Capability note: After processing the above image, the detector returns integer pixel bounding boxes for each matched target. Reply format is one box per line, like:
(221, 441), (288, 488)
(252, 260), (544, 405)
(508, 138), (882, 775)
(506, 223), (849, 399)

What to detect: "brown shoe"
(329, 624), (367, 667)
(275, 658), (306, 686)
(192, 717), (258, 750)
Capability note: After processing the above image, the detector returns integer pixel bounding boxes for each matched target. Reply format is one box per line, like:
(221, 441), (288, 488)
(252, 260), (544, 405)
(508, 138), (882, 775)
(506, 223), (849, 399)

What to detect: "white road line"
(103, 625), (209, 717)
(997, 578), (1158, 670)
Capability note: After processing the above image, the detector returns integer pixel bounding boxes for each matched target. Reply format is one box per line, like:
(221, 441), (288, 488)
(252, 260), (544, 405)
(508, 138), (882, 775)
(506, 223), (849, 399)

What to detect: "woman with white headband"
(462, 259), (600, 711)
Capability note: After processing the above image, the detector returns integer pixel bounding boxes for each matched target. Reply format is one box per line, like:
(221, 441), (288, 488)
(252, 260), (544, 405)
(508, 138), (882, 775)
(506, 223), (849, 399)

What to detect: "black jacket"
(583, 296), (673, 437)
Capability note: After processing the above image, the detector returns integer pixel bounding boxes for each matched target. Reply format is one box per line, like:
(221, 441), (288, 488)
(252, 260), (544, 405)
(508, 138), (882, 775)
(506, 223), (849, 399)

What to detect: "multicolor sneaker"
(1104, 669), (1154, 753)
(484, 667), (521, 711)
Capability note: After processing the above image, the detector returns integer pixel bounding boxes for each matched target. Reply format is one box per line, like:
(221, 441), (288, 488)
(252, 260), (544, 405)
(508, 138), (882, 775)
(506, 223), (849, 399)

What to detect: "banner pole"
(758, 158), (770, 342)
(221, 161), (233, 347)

*****

» **The request**
Rewrite the entire listing above as a Markdown table with two columns, Number and Content. Give each nonblank line its own row, in order, and skip the blank lines.

» **Worked answer**
| Number | Content |
|---|---|
| 1 | Capability note: After processing the above image, the detector returns integer pixel bounding boxes for each matched target. Reply format is one box per line, like: |
| 2 | (221, 441), (288, 488) |
| 3 | (252, 260), (544, 405) |
| 4 | (508, 138), (882, 775) |
| 5 | (506, 223), (849, 399) |
| 6 | What to detect: "brown shoe" |
| 7 | (329, 624), (367, 667) |
| 8 | (275, 658), (306, 686) |
| 9 | (192, 717), (258, 750) |
| 10 | Capability note: After processing the above image, the detector returns integer pixel bounding boxes for each matched target. Reply format is one box per line, like: |
| 11 | (221, 441), (288, 488) |
| 12 | (252, 260), (544, 405) |
| 13 | (508, 138), (882, 775) |
| 14 | (506, 223), (849, 399) |
| 15 | What to detect: "white road line" |
| 16 | (103, 625), (209, 717) |
| 17 | (997, 578), (1158, 670) |
| 18 | Capability note: After processing the above image, the detector returns integer pixel bounding boxes for each matched target. Reply format is one box per line, like: |
| 19 | (221, 441), (288, 488) |
| 20 | (252, 260), (544, 405) |
| 21 | (508, 138), (882, 775) |
| 22 | (506, 223), (849, 399) |
| 23 | What to detect: "woman with white headband" |
| 24 | (462, 259), (600, 711) |
| 25 | Capability note: After processing the above image, the detector returns integer pixel bounding boxes for each matched target. Reply format is one box per line, like: |
| 26 | (221, 441), (288, 488) |
| 27 | (252, 260), (544, 405) |
| 28 | (508, 138), (882, 775) |
| 29 | (506, 223), (849, 399) |
| 30 | What to detect: "black jacket" |
| 31 | (583, 296), (673, 437) |
| 32 | Capability note: After processing the above image, the detector returns integer pixel bounding boxes for each matched target. Reply format is one box per line, like: |
| 33 | (221, 441), (288, 488) |
| 34 | (252, 260), (544, 405) |
| 35 | (508, 138), (882, 775) |
| 36 | (506, 223), (849, 399) |
| 37 | What to detect: "multicolor sneaker" |
| 38 | (1104, 669), (1154, 753) |
| 39 | (484, 667), (521, 711) |
| 40 | Capability note: After processing the above image, the detector returns integer pixel bounding boxes for each matched target. Reply format is one box per line, like: |
| 41 | (221, 441), (288, 488) |
| 42 | (252, 260), (544, 405) |
| 43 | (508, 138), (882, 775) |
| 44 | (506, 223), (849, 399) |
| 45 | What to detect: "banner pole" |
| 46 | (758, 158), (770, 342) |
| 47 | (221, 161), (233, 347) |